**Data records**
***
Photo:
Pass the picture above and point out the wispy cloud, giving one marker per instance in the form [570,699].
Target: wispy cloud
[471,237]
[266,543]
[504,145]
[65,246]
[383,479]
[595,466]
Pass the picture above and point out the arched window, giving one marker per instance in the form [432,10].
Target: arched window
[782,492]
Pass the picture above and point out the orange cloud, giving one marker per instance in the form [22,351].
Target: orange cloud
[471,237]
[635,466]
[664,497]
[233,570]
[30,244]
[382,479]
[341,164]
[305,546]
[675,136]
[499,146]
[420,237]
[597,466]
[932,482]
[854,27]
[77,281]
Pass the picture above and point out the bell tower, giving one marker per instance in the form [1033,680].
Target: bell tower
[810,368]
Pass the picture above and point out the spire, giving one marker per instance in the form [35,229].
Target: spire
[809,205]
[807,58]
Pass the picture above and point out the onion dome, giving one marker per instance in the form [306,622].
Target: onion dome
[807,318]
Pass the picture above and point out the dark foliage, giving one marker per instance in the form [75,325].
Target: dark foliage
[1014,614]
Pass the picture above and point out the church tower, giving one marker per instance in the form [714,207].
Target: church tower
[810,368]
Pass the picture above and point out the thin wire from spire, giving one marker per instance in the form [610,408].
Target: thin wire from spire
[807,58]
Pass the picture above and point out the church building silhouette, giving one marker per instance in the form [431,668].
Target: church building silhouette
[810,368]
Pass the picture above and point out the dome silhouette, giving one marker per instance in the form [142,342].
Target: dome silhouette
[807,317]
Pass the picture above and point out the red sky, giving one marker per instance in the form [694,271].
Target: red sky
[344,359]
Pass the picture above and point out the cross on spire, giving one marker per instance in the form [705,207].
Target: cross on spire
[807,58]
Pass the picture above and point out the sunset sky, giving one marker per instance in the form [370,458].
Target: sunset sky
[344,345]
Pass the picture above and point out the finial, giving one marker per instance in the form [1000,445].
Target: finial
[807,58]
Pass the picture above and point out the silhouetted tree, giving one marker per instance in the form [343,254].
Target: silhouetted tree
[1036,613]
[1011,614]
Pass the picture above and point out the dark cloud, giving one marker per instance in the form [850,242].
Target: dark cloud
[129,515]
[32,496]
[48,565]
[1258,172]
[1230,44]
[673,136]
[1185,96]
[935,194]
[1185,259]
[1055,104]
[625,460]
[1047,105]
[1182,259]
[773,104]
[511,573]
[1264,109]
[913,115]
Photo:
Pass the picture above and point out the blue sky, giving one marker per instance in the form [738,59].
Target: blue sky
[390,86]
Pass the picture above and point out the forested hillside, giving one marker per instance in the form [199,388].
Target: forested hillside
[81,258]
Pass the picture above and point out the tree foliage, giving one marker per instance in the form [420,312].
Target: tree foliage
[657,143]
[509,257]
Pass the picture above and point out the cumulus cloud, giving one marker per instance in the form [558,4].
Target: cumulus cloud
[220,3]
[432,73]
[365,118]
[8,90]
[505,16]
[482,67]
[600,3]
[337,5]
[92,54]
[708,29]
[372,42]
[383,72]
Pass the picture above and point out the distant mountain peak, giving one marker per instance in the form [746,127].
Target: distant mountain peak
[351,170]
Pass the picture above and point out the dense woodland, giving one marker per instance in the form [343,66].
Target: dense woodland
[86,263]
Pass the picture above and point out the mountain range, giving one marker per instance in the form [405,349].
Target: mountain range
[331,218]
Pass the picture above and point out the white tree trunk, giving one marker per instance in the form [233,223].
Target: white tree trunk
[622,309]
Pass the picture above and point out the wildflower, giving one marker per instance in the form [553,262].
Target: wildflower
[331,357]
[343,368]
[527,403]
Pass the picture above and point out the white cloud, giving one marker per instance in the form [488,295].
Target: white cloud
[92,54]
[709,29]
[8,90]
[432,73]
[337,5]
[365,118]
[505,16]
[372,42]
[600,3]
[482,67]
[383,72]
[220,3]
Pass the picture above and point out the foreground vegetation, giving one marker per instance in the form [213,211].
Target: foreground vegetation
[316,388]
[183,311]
***
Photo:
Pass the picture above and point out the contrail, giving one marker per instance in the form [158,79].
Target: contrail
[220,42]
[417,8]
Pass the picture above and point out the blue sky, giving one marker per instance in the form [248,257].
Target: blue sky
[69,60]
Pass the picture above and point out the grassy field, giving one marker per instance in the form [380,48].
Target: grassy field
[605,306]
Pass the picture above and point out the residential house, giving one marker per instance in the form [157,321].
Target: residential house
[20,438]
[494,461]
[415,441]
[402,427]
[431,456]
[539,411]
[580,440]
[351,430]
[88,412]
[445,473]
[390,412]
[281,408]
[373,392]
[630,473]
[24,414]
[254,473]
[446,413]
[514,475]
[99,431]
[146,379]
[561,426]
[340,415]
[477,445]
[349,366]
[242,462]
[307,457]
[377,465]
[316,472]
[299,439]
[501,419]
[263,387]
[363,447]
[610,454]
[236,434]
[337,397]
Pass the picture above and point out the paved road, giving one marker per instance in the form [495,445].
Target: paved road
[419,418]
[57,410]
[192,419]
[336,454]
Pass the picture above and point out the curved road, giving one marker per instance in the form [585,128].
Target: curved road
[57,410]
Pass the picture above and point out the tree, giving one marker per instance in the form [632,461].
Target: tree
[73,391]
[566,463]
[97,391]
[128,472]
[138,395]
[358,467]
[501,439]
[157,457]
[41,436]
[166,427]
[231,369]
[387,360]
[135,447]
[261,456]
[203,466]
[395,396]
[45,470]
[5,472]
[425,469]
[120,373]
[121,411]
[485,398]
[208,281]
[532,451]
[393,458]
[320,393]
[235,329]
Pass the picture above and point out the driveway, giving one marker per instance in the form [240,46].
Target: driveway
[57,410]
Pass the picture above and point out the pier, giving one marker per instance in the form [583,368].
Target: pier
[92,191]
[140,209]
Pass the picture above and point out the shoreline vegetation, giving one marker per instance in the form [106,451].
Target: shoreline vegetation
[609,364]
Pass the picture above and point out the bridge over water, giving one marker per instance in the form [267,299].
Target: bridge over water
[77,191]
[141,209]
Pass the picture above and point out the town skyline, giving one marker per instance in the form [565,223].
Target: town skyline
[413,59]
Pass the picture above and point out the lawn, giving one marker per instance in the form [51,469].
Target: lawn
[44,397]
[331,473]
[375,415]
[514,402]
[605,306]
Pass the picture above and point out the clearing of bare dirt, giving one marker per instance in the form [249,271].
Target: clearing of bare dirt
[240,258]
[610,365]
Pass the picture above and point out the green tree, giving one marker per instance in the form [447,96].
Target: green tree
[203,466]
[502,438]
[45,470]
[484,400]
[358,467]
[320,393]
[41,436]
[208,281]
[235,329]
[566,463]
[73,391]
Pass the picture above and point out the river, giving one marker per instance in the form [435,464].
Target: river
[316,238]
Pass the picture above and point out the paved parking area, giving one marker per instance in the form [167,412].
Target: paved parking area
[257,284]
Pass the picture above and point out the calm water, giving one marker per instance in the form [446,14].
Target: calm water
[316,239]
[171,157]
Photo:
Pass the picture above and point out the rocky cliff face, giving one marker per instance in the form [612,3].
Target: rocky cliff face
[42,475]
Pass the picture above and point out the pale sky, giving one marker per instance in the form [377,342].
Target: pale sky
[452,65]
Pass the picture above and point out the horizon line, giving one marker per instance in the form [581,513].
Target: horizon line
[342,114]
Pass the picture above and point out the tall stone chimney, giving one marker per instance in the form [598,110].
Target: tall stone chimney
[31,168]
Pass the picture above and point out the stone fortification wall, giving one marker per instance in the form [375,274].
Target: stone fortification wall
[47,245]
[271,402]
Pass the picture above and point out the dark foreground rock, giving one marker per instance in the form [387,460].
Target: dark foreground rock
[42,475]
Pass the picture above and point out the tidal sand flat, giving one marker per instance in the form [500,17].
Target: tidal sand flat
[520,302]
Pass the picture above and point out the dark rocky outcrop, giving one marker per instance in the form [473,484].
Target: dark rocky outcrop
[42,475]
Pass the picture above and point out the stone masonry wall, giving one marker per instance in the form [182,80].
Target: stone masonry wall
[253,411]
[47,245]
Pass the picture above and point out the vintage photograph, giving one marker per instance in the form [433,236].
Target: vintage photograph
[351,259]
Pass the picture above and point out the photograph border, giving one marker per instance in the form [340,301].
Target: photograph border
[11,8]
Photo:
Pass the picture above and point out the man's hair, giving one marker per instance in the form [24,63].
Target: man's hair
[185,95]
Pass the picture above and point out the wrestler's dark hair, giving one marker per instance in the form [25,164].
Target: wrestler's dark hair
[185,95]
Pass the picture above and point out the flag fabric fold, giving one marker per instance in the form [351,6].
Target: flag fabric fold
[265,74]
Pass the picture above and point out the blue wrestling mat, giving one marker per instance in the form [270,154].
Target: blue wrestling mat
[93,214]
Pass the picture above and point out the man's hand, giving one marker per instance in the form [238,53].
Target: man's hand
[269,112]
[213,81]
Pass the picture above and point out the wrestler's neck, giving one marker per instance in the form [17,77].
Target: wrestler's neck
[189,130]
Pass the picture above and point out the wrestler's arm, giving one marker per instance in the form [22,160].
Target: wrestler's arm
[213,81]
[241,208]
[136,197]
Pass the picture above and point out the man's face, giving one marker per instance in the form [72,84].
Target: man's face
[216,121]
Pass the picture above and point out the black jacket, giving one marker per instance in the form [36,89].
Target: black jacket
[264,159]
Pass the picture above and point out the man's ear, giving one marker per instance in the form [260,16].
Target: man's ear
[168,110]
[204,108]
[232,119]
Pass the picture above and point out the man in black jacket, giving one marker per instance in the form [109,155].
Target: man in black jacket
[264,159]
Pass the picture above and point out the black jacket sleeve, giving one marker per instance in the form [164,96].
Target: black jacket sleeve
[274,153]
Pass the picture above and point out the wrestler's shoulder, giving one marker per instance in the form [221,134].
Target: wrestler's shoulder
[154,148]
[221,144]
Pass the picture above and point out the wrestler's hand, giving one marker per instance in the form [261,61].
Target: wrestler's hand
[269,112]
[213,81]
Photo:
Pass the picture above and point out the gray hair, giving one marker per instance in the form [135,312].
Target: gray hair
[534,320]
***
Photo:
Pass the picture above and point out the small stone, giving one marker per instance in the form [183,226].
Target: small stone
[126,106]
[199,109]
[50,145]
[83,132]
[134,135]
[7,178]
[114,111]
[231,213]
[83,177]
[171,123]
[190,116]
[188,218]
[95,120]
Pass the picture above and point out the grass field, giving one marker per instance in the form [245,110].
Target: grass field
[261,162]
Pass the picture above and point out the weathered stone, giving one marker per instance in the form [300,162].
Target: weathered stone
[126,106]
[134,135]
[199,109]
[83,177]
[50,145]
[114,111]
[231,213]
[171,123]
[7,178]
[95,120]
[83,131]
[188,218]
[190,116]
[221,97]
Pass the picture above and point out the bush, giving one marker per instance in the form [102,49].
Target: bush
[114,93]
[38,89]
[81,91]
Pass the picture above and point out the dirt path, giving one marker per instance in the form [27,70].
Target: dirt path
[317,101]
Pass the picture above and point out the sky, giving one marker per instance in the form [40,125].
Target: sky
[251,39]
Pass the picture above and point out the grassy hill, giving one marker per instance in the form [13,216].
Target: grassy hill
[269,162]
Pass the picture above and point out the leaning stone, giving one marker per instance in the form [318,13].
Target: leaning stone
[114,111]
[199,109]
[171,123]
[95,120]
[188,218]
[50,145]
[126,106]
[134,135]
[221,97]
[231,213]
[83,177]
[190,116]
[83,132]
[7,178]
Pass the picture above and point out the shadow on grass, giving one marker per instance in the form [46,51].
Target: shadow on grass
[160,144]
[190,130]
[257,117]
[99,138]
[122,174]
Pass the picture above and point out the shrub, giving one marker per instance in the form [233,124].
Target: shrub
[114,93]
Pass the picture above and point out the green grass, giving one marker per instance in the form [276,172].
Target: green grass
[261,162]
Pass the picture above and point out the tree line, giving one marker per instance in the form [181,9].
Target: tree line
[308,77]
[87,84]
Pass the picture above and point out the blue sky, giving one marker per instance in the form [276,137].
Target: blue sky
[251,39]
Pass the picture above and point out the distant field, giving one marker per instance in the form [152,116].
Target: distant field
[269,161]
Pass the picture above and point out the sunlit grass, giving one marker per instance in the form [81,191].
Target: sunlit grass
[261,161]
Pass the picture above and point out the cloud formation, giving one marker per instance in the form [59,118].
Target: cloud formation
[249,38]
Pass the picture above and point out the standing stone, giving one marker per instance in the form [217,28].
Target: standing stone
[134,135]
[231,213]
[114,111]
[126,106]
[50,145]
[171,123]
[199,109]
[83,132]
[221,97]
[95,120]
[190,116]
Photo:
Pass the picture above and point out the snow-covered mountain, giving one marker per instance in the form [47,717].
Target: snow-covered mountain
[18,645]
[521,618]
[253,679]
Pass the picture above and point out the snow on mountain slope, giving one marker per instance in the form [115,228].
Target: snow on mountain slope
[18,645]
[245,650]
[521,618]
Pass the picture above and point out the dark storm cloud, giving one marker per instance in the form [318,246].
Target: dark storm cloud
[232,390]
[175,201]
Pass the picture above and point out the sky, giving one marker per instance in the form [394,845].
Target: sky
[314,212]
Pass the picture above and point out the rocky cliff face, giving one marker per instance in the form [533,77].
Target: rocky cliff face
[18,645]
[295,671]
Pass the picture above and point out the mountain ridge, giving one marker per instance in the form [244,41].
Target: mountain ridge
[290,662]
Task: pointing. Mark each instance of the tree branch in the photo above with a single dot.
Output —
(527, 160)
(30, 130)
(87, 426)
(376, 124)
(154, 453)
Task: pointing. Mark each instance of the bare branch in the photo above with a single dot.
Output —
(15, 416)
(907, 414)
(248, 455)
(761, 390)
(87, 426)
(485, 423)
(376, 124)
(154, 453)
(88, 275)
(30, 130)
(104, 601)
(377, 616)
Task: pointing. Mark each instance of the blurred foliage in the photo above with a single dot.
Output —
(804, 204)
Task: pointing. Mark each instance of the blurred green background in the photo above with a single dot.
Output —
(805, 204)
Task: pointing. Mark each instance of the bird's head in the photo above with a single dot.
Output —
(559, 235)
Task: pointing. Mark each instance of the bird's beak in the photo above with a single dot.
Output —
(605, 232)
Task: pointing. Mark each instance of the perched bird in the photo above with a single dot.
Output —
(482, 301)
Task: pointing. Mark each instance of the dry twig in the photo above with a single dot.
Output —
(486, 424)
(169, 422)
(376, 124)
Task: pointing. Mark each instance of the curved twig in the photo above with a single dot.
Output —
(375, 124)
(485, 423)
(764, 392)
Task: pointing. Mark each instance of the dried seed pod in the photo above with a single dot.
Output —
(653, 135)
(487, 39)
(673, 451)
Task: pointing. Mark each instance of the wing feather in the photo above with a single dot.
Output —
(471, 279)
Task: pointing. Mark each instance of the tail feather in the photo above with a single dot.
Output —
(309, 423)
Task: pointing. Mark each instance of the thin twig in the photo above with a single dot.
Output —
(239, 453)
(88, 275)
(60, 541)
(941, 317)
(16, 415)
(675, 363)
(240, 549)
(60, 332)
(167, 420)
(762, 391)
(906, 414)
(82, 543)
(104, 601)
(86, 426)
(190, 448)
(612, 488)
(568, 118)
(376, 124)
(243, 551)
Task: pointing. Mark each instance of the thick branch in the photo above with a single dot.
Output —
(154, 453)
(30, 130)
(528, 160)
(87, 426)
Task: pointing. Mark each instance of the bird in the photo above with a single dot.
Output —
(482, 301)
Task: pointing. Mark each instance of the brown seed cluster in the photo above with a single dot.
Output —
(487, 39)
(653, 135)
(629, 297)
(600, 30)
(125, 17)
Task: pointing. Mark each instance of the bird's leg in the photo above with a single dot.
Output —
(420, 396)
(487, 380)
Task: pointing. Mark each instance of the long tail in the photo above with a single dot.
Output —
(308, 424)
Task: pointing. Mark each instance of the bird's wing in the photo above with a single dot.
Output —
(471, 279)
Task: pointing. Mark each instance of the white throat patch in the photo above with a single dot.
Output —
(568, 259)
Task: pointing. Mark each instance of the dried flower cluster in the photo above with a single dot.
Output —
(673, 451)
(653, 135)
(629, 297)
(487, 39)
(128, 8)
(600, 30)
***
**What this task involves**
Count the lines of the material that contain the string "sunlit", matching case, and reply with the number alone.

**Output below**
2